>> Start Extracted information

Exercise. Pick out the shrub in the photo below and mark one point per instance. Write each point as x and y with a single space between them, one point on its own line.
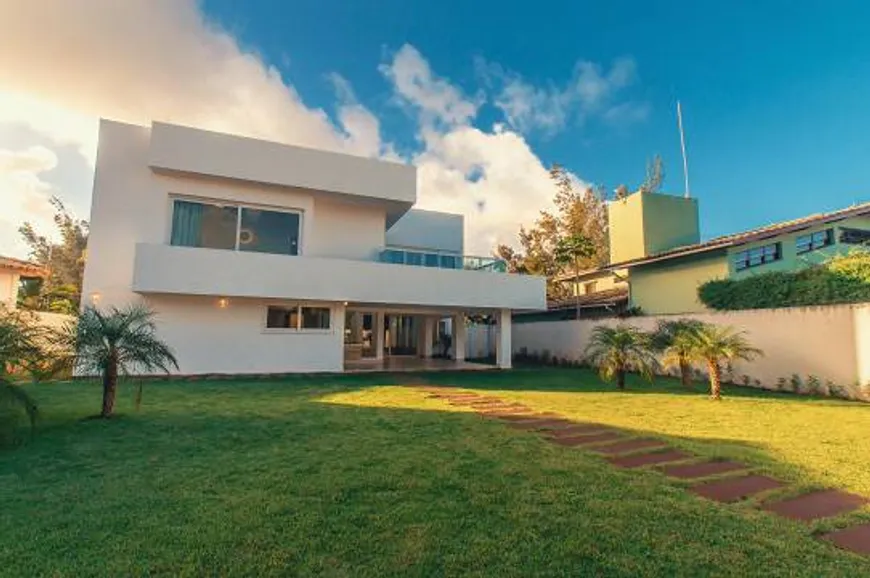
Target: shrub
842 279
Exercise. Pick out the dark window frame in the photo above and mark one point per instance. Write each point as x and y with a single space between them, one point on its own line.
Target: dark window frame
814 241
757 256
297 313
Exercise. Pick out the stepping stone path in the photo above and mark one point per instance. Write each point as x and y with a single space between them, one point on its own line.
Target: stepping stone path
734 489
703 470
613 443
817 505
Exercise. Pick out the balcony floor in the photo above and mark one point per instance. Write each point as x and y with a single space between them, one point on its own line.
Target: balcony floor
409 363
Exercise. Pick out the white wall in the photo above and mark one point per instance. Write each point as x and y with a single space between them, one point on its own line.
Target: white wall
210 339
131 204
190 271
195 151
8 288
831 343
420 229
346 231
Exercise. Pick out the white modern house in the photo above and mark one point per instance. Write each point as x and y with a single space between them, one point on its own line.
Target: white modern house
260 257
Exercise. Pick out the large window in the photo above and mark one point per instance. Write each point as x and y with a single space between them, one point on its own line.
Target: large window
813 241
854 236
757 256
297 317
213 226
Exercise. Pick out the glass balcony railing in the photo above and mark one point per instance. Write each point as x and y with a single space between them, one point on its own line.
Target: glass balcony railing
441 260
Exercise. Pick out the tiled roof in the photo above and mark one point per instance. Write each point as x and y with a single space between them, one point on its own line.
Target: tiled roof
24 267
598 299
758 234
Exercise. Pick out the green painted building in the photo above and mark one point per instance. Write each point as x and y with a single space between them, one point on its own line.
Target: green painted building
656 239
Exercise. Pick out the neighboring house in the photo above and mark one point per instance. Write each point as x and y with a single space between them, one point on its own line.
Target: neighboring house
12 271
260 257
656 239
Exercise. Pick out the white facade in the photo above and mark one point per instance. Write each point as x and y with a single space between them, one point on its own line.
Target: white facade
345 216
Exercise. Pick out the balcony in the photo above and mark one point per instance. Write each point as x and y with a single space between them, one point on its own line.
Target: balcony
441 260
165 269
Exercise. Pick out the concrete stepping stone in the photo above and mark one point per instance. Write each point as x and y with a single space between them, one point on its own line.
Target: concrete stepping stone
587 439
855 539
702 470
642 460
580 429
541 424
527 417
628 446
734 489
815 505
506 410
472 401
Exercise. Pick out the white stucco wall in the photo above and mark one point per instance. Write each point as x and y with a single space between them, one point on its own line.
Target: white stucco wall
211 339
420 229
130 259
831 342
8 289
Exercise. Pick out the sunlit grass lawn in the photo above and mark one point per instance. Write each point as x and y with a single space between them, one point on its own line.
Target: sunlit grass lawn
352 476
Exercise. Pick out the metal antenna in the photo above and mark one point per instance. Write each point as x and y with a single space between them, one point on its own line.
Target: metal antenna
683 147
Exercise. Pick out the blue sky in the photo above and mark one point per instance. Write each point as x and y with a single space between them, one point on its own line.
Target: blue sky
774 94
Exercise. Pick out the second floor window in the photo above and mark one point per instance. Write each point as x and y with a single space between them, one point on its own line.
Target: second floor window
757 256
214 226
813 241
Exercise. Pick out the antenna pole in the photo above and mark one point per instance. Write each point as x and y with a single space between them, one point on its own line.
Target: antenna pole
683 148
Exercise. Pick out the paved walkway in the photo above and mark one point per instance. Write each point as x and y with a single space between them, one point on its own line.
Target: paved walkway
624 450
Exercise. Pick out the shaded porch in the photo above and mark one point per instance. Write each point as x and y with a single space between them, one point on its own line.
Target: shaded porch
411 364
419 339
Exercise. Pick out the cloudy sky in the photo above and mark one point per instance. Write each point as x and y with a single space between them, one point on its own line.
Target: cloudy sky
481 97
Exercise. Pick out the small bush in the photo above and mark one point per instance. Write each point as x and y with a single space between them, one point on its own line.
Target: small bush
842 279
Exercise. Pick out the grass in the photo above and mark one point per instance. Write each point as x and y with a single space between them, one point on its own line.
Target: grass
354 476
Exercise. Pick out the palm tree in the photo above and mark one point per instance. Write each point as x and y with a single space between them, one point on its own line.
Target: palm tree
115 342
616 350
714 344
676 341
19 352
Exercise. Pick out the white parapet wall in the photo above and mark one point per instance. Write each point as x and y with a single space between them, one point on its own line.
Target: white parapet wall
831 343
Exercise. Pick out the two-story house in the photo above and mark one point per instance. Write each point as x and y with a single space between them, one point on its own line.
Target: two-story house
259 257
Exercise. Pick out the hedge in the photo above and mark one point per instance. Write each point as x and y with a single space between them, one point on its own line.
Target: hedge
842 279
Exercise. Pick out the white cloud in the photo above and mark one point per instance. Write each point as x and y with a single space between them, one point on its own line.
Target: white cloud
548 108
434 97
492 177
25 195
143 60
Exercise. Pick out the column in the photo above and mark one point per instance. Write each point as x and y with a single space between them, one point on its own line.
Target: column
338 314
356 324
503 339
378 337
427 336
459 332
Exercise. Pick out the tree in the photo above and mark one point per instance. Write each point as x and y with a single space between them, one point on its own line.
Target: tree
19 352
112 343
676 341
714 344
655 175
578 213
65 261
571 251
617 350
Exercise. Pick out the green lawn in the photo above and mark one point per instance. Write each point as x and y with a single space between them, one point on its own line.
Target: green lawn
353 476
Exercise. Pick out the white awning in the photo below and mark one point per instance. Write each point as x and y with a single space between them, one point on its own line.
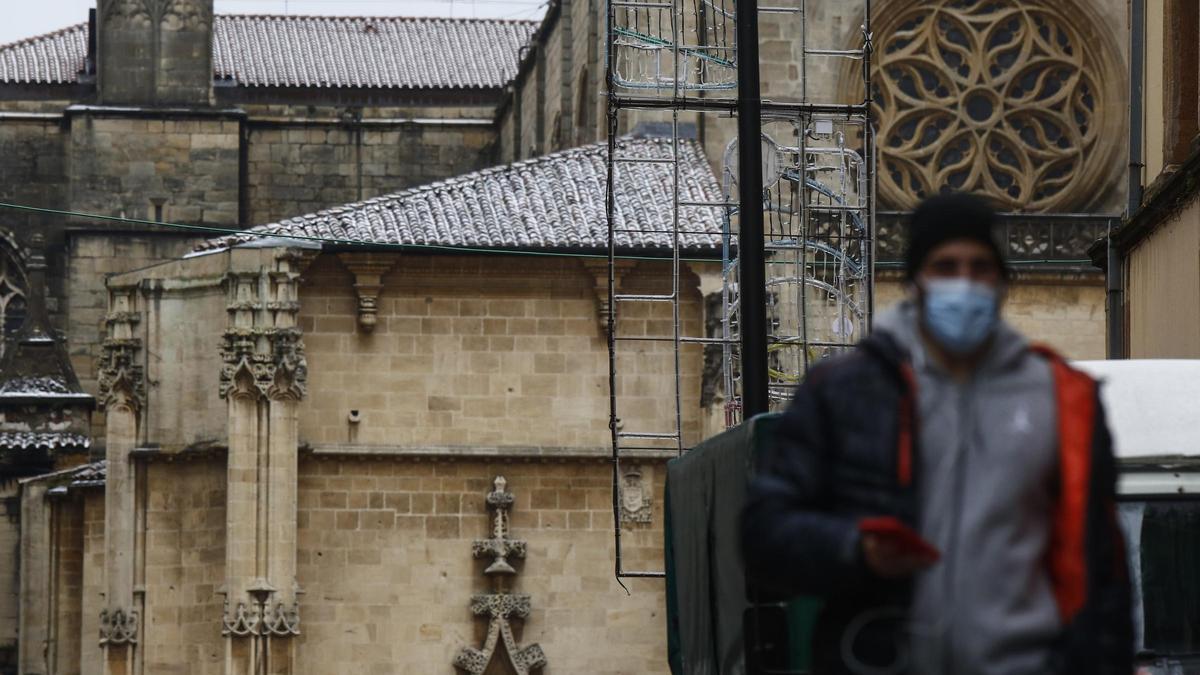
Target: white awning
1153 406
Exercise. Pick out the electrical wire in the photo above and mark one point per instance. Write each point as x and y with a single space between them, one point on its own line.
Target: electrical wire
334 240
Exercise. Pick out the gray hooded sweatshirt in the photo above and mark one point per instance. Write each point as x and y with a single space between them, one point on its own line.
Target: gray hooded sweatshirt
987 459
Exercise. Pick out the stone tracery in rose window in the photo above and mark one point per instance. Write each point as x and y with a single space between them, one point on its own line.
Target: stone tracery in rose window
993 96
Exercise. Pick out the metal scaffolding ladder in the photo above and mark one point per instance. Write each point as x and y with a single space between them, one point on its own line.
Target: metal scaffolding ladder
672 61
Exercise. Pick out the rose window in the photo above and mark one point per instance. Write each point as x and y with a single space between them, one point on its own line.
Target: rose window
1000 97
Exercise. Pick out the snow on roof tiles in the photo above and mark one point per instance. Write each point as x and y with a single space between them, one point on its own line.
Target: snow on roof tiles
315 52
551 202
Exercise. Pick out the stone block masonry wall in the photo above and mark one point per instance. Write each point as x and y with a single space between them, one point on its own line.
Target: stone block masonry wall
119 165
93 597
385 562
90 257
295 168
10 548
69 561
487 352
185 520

>> End Extracted information

- Task requirements -
Pictures are excluded; repeat every record exactly.

- Output of the task -
Exercise. Pick out the shrub in the photo below and mark one point per instance. Write each point as x and y with a single space between them, one point on its own line.
Target: shrub
842 279
Exercise. Pick out the dark window frame in the photo above and mark one point per instance. Write each point as x and y with a single space between them, one point on its own line.
Target: dark window frame
814 241
757 256
297 313
Exercise. Pick out the stepping stone path in the photo above and mark one point per instance. Write each point as x and y with a single space between them, one point on its own line.
Target: stepping stone path
734 489
703 470
613 443
817 505
Exercise. Pick out the balcony floor in the photo above and mark one point per instance. Write each point as x and y with a single space between them, one point on its own line.
Target: balcony floor
409 363
Exercise. Pick out the white wall in the photo above and mark one point per instance. Write each point as x and y with a single space between them, one point on its own line.
Target: white wall
210 339
131 204
190 271
195 151
8 288
831 343
420 229
346 231
Exercise. Pick out the white modern house in the photo above and mark one point per instance. Write each point as x and y with a single space between them, one point on its own line.
Target: white modern house
260 257
Exercise. Pick out the large window in the photo above and mark one point per instance. Write each point as x and y with a single space between them, one point on its own line.
Target: large window
813 241
854 236
757 256
297 317
213 226
Exercise. Pick out the glass balcony railing in the photo above and mark one point per instance. Write each point as x and y with a single space between them, one point on its own line.
Target: glass balcony railing
441 260
Exercise. Pick out the tiled roof in the photo above and mark one point per instance. Write each point as x and y with a single space between them, one point on its own line.
Target: tiled roof
24 267
598 299
758 234
Exercise. Pick out the green painted building in the photo above and mark one point per instance. Write each point as x and y with a single space between them, one point on its own line.
Target: green painted building
656 239
Exercise. Pick out the neighboring house in the photo above and mark one point per instance. Write each point as x and y with a single space between them, one point on its own line.
Target: neighboring house
12 271
260 257
656 239
Exercise. Pick out the white facade in the photo above and mark one point per instance. Write each point as x and y with a single space between them, one point on its own line.
Target: white facade
345 216
Exercise. Pick out the balcony in the photo above and mark one point per instance. Write each point as x and y with a single space between them, one point on its own line.
Target: balcony
441 260
165 269
Exercise. Pick out the concrete stepping stone in the photo above and mark one point per instance. Write each point as x and y with a single space between them, one point on its own line.
Target: concrete stepping stone
587 439
855 539
702 470
642 460
580 429
541 424
527 417
628 446
734 489
815 505
506 410
472 401
Exercise. Pick out the white stucco wall in the photo above and mark one point per instance. Write each point as x and y with a single space between them, one point on its own line.
Target: white stucco wall
211 339
420 229
130 259
831 342
8 289
Exercise. Pick out the sunlit grass lawn in the photo above and mark one point per instance. Write each point as x and y with a single space between them, one point on its own line.
Target: sunlit grass lawn
352 476
Exercise. Pick out the metal antenna in the photo above and mark one point per instance. Write each point as x and y with a single space between them, one point on its own line.
Target: metal antenna
683 147
Exercise. Pick out the blue sky in the photo above and mark one point per instance. Write each point as x and y with a single space between them, one point on its own line.
Target: blue sky
774 94
Exercise. Pick out the second floor window in the photo above and mark one point per instance. Write each point as x and y with a single space between them, one point on its own line.
Target: second floor window
757 256
214 226
813 241
Exercise. Pick out the antenna pole in the photo above and mark one point per instance. Write each point as x and y with a single space between them, one point on its own line.
Target: antenna pole
683 148
Exercise. Pick out the paved walkway in the photo above and mark one point per instance. Write each point as x and y with a single space between them, one point on its own line.
Target: paved walkway
624 450
Exercise. Pick out the shaded porch in the photo above and mark one point per instance. Write each point as x and y with a single space between them, one point on its own line.
Target: shaded porch
411 364
419 339
Exercise. Pick out the cloudy sky in the photo above and mark one point per instance. Write each point as x and y with a single space between them, one point on its own line.
Target: cloudy sky
481 97
Exercise. Pick out the small bush in the photo above and mark one point per instance. Write each point as x and y with a single space between them, one point on its own line.
Target: small bush
842 279
Exercise. Pick out the grass in the photo above and mark one point per instance. Write each point as x and y with a single space between them, one point on its own line.
Target: grass
354 476
Exercise. Pick out the palm tree in the photo above and mark one point per instance. Write each point as x and y with a single space between them, one point on its own line.
Target: palm tree
115 342
616 350
714 344
676 341
19 352
Exercise. Pick out the white parapet wall in the photo above and mark one point per instance. Write each point as x and y with a single space between them, one point on its own line.
Target: white parapet wall
831 343
Exercise. Pick out the two-story house in the photo above and mark one point per instance. Write each point as x and y with a single space between them, one point on its own line.
Target: two-story house
259 257
Exercise. Pick out the hedge in the photo above and mark one point per instance. Write each point as x and y with a single space between them, one point on its own line.
Target: hedge
842 279
Exercise. Pick out the white cloud in the photo above and mark one point per instance. Write each point as x and y with a single space between them, one point on its own line.
Target: white cloud
548 108
434 97
492 177
25 195
143 60
Exercise. Pick out the column in the photo above and mark one point per instance. Write each point as x and y with a single space between them, one point on its own line.
Target: column
338 314
356 324
503 339
378 337
427 336
459 332
Exercise. Pick out the tree in the photo above and mark one point per instance. Write each point as x and y with a single space between them, one point on its own line.
Target: tree
19 352
112 343
676 341
714 344
655 175
578 213
65 261
571 251
617 350
Exercise. Pick out the green lawn in the photo above and mark one point per instance. Write each point as x and y with a single space between them, one point on its own line.
Target: green lawn
353 476
Exercise. Pick out the white awning in the photo below and mark one point per instance. Write each point as x and y with a single space between them, one point on its own line.
Target: white awning
1153 406
Exercise. Pick out the electrical wire in the photo above and mark one point per instance. Write each point as x and y with a single space between them, one point on its own line.
Target: electrical wire
334 240
Exercise. Pick out the gray hooded sweatshirt in the photo above and mark one point per instance. Write each point as x and y with a single space between them, one point on its own line.
Target: gray hooded sweatshirt
987 459
Exercise. Pick out the stone tracery in rose window in the photo above and mark one point per instance. Write each point as x and y with a single space between them, one point on its own line.
Target: stone tracery in rose window
993 96
Exercise. Pick out the metal scaffolding ladder in the photo above and mark one point per instance. Write each point as x and y with a single space between them, one point on its own line.
Target: metal scaffolding ladder
672 61
Exercise. Pick out the rose window in the photo above and mark one point per instance. Write each point as x and y with a single space between them, one point on its own line.
Target: rose window
1000 97
Exercise. Pick out the snow on roof tiles in the photo above and mark one point per instance. Write each point as x and y with a single space between them, one point on its own line.
Target: snow on roof tiles
315 52
551 202
Exercise. Pick out the stone block masonry wall in the photo above and mark one point per instance. Write each point as x and y with a single space between them, one point on its own line.
Target: stone block masonry wall
119 165
93 597
385 562
90 257
295 168
10 548
69 561
487 352
185 520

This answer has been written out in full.